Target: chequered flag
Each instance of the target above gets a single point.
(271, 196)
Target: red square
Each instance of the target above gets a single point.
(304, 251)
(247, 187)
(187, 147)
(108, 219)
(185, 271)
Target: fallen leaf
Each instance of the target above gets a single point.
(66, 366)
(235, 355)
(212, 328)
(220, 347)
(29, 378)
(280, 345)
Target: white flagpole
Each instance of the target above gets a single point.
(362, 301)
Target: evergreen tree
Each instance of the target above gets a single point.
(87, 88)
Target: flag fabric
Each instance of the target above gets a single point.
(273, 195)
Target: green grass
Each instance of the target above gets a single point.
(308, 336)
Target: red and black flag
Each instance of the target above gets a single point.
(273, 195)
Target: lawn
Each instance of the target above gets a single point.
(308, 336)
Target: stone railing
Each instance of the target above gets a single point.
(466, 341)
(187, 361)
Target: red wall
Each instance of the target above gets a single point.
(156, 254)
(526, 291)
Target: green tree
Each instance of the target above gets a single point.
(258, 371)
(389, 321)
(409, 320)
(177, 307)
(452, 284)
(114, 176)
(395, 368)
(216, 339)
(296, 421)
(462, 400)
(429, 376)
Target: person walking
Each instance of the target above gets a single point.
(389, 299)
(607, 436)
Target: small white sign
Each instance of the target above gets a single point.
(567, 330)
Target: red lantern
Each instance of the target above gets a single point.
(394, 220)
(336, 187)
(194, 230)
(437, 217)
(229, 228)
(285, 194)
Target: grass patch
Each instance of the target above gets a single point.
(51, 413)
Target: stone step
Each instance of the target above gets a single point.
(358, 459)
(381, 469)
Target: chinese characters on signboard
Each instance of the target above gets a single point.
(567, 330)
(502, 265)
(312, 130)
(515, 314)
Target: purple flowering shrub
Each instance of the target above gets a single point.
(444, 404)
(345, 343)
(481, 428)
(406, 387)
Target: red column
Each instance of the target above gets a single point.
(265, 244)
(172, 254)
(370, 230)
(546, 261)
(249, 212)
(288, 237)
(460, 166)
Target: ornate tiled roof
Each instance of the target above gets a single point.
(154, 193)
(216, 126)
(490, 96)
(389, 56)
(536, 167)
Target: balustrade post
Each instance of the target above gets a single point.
- - - -
*Written request*: Starting at the line containing "Target: ornate tiled roof" and ending with the final line of the records, reproduce every line, requests included. Multiply each coordinate in the points by 0.7 and round it to a whole number, with halves rounded up.

*Full response*:
Target: ornate tiled roof
Each instance of the target above gets a single point.
(108, 135)
(151, 88)
(343, 67)
(272, 39)
(375, 117)
Target: balustrade post
Each instance of the target above gets a single point.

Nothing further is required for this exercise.